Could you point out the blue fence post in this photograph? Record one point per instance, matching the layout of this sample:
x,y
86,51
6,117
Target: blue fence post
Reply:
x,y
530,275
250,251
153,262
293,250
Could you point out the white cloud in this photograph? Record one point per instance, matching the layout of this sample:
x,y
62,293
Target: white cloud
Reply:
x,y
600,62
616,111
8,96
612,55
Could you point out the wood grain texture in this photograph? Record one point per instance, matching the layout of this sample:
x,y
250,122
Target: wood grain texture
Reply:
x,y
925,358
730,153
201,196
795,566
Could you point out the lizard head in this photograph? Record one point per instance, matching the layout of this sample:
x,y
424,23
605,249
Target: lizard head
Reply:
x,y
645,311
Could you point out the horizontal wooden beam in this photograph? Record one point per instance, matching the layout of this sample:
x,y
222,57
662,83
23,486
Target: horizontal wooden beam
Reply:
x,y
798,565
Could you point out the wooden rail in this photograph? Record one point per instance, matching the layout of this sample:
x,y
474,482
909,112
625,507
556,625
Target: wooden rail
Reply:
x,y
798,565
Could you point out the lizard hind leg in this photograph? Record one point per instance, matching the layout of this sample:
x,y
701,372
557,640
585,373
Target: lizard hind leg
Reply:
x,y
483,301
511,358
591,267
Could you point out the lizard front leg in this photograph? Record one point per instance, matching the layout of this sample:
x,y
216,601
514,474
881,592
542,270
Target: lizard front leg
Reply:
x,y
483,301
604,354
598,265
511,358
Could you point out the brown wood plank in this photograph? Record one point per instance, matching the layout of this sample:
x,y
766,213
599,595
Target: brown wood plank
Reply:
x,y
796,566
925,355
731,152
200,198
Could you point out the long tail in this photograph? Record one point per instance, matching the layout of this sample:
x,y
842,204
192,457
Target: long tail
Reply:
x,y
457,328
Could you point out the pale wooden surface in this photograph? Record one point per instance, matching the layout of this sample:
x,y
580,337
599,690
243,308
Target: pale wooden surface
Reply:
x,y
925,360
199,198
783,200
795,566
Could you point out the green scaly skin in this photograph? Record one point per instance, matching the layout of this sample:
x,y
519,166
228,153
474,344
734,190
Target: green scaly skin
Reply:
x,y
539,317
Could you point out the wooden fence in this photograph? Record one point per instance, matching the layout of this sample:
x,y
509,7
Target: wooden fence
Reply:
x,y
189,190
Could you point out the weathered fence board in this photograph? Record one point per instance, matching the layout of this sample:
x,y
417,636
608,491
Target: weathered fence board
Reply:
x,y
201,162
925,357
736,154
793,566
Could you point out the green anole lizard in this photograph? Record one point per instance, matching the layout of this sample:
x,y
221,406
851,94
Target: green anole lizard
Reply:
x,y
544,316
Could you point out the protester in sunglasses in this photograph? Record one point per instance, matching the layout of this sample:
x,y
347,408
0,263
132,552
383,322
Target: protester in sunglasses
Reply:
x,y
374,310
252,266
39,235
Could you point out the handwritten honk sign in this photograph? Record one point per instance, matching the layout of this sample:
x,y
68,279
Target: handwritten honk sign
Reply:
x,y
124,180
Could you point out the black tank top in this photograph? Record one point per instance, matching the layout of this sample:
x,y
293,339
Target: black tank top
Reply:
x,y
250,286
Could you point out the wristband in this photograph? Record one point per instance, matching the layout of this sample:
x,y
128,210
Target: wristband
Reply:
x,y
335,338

══════

Copy the items verbatim, starting at the line that contains "Could you point out the wristband" and ending at the final line of the items.

Could you point out the wristband in this photograph? Record one point per instance, matching the layout of this sample:
x,y
128,210
Target: wristband
Reply:
x,y
335,338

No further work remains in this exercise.